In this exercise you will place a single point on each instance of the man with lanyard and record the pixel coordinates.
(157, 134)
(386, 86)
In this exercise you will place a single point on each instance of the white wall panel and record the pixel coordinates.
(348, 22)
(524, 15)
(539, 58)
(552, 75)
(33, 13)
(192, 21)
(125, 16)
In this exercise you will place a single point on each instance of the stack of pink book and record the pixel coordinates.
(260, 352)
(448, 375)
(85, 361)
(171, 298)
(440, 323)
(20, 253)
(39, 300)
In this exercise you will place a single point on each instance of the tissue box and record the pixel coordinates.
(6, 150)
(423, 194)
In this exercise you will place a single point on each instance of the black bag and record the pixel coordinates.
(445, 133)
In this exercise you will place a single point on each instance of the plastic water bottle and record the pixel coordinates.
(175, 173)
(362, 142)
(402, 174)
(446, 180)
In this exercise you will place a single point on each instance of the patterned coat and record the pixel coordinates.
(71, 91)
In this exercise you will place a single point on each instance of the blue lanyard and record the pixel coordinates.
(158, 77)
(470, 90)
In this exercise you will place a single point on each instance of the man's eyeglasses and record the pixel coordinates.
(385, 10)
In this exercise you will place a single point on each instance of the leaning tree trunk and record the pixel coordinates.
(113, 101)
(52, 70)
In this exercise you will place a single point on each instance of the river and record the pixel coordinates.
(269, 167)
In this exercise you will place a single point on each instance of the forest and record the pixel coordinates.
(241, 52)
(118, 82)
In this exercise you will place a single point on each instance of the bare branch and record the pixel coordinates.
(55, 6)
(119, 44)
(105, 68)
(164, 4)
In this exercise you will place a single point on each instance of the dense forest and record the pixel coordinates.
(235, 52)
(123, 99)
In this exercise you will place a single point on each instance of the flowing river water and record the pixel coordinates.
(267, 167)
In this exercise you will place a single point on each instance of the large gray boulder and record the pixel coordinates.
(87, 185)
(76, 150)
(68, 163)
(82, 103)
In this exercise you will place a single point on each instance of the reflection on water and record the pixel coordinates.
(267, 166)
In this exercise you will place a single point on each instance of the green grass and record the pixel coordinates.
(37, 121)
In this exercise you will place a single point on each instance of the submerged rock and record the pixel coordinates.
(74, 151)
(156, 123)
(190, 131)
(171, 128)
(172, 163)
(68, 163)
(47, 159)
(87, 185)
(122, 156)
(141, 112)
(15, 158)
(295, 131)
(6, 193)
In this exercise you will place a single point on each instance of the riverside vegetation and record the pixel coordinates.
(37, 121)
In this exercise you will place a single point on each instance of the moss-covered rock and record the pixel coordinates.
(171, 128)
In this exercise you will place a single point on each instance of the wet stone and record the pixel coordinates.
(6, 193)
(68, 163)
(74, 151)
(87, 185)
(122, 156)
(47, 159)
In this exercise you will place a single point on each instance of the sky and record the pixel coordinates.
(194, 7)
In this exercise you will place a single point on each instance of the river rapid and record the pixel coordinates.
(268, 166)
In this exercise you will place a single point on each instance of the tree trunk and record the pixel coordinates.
==
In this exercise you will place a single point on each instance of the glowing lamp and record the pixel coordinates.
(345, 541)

• _The problem_
Above are the lines; repeat exactly the ones from the line containing "rapid and record the pixel coordinates." down to the line containing "the tree trunk and record the pixel coordinates.", both inclusive.

• _Your solution_
In this exercise you will place a single point on each instance of the river rapid and record the pixel coordinates.
(268, 166)
In this exercise you will place a single point on each instance of the tree trunk and record the pixel coordinates.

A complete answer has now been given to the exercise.